Isthmian Steamship Co. v. California Spray-Chemical Corp.

Decision Date02 May 1961
Docket NumberNo. 16812.,16812.
Citation290 F.2d 486
PartiesISTHMIAN STEAMSHIP COMPANY, a corporation, Appellant, v. CALIFORNIA SPRAY-CHEMICAL CORPORATION, a corporation, Appellee.
CourtU.S. Court of Appeals — Ninth Circuit

McCutchen, Doyle, Brown & Enersen and Russell A. Mackey and Bryant K. Zimmerman, San Francisco, Cal., for appellant.

Hall, Henry, Oliver & McReavy and Lyman Henry and Stephen McReavy, San Francisco, Cal., for appellee.

Before POPE, BARNES and HAMLIN, Circuit Judges.

BARNES, Circuit Judge.

This is a suit in admiralty to recover damages for injury to cargo occurring on navigable waters at Alexandria, Egypt. The district court's jurisdiction was based on 28 U.S.C. § 1333. The district court entered an interlocutory decree in favor of libelant and providing for a reference to ascertain the amount of damages. This court has jurisdiction of the appeal taken from the interlocutory decree. 28 U.S.C. § 1292(a) (3).

Libelant-appellee, California Spray-Chemical Corporation, shipped a quantity of an agricultural chemical, known as cotton dust, packed in fiber drums, from Houston, Texas to Alexandria, Egypt in January 1952, on the Steel Architect of appellant Isthmian Steamship Company. On arrival at Alexandria the cargo was discharged into lighters for on-carriage to the quays of Egyptian Petroleum Storage Company. This lighterage was made necessary by Egyptian customs regulations, which required that this commodity be landed only at the "petroleum quays." Since deep draft vessels, such as carrier's, could not come alongside the petroleum quays, further transportation by lighter was required.

The cargo had been shipped under short bills of lading which incorporated the carrier's long bill containing three "lighterage clauses".1 These clauses provided that the carrier should be considered to act solely as the consignee's agent to arrange for lightering in Alexandria's Harbor and to effect "delivery" of the cargo by discharging it into lighters.

> **Raw records**
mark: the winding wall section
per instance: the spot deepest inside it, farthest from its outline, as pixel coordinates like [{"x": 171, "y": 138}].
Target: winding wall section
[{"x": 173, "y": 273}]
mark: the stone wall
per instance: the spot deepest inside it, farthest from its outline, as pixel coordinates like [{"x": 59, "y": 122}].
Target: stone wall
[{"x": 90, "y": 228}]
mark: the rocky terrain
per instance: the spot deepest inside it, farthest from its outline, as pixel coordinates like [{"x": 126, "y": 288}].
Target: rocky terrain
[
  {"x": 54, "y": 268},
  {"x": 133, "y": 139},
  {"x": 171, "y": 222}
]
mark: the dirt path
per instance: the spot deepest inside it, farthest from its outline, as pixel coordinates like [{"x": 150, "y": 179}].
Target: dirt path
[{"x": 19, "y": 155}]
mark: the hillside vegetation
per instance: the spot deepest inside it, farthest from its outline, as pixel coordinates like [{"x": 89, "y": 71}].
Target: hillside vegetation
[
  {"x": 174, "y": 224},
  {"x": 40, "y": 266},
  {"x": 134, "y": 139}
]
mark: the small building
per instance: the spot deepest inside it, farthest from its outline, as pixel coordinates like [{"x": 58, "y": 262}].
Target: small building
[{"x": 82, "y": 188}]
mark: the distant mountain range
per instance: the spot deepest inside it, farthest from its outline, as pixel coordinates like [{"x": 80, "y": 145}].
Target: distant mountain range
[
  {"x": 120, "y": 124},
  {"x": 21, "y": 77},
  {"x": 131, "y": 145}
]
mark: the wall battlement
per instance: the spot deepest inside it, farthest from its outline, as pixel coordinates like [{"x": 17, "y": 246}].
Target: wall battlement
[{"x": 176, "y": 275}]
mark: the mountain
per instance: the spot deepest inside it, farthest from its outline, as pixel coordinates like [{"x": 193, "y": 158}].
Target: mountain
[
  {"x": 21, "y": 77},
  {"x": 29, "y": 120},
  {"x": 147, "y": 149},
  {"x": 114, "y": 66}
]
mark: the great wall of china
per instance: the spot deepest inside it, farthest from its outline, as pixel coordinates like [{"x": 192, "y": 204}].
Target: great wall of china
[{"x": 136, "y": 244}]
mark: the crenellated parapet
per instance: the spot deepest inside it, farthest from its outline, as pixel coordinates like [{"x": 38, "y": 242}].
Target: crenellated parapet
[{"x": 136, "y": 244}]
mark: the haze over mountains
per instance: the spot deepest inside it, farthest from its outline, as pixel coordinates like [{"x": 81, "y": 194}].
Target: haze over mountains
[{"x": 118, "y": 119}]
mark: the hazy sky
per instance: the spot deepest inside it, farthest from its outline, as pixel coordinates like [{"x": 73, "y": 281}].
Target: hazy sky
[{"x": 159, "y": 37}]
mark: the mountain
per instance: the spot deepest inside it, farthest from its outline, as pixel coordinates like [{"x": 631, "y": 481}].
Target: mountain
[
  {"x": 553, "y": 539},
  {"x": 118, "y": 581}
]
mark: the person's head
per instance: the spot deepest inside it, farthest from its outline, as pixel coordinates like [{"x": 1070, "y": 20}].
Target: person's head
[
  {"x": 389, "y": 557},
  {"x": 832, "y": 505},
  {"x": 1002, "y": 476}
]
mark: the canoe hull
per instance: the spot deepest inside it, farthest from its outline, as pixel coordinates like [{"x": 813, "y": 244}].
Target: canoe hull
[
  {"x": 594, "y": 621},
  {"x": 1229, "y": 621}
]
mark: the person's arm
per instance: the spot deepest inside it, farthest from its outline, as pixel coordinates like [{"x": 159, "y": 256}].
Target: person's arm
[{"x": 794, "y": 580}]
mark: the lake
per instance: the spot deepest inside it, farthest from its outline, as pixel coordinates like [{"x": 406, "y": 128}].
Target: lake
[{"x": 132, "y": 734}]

--

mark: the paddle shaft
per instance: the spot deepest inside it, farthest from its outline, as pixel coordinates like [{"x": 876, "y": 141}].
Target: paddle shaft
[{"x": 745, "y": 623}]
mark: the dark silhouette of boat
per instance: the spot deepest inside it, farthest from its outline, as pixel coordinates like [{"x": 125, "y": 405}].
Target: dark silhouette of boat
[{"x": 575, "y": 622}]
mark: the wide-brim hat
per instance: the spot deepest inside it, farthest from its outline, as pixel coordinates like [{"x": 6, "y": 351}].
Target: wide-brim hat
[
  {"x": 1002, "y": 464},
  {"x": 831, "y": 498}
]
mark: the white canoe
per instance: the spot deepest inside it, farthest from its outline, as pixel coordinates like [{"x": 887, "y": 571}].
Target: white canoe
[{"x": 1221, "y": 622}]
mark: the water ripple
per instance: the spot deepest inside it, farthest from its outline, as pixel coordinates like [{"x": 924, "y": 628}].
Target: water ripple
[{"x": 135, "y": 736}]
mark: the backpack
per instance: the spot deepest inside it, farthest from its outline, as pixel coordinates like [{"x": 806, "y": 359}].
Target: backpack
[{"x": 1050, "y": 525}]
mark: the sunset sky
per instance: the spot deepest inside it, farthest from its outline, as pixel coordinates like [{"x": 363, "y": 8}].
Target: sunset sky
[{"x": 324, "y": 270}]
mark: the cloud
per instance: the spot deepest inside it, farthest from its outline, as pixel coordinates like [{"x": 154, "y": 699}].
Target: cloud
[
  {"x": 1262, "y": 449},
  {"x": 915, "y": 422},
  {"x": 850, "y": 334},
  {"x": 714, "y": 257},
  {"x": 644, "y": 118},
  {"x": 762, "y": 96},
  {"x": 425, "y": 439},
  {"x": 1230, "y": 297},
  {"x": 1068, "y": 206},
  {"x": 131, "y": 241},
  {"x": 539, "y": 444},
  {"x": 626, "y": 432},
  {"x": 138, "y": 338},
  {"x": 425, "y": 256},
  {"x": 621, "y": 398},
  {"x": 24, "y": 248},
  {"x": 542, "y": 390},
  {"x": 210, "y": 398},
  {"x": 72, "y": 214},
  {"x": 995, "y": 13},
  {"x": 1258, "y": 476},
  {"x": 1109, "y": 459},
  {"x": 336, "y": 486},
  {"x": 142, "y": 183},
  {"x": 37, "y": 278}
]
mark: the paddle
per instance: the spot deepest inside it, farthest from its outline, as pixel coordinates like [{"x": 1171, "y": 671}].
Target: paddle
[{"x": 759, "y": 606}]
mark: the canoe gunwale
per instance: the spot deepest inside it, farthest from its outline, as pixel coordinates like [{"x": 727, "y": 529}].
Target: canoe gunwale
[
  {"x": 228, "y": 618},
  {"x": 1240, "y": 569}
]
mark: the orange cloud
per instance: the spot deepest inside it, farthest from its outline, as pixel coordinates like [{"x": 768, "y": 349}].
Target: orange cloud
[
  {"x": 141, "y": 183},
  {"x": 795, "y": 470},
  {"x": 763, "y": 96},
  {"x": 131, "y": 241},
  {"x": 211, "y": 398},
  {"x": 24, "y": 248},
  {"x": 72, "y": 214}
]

> **Things to do**
• 1. In the shipping case opinion, on which vessel was the cotton dust carried from Houston to Alexandria?
• 2. Carry on the shipping case opinion from the point where it stops.

> **The replies**
• 1. The Steel Architect

• 2.
Accordingly the cargo was put aboard lighters which left the ship and were moored alongside a quay. One of the lighters was so moored that she broke loose from her moorings at night during a storm, pounded against a quay and was rendered unseaworthy. The next day the cotton dust was removed from this lighter to a quay. The lighter was then inspected by an agent of the carrier (appellant Isthmian). After the inspection, the dust was reloaded onto the lighter. The following morning the lighter sank at her moorings and the cotton dust was damaged by seawater.

The district court held that the lighterage clauses were invalid to relieve the carrier of responsibility for negligence in the care of the goods while they were being lightered from the ship to the quays. The court further held that the carrier had failed to rebut the prima facie case of negligence established by libelant. Accordingly the court held the carrier to be liable for all damage occurring before delivery to the quays.

Appellant assigned some thirteen specifications of error which may be reduced to four issues:

1. The validity of the exculpatory lighterage clauses.

2. Assuming that the lighterage clauses are not effective to exculpate appellant for the lighterman's negligence, the validity of the finding that the lighterman was negligent.

3. The implied finding that appellee was the real party in interest, and had standing to sue for the loss.

4. The finding that appellant had been given timely notice of the claim.

1. Validity of the lighterage clauses.

The Harter Act, 27 Stat. 445, 46 U.S. C.A. §§ 190-196, governs a carrier's obligations during the period after the goods have been discharged from the ship's tackle and before they have been delivered. The act invalidates (46 U.S. C.A. § 190) any clause inserted in a bill of lading by a shipowner, relieving the owner from liability for failure to make a "proper delivery," either by agreement with shippers or by delegation to others. The district court held that the "proper delivery" contemplated by the act is the type of delivery recognized as proper at common law; viz. a delivery at a fit and customary wharf, in the absence of port customs and regulations to the contrary (Tan Hi v. United States, D.C.N.D.Cal. 1950, 94 F.Supp. 432). This was the basis for the court's refusal to recognize the validity of the lighterage clauses, since such clauses purported to relieve the owner of liability before "proper delivery," as the court defined it, had been made.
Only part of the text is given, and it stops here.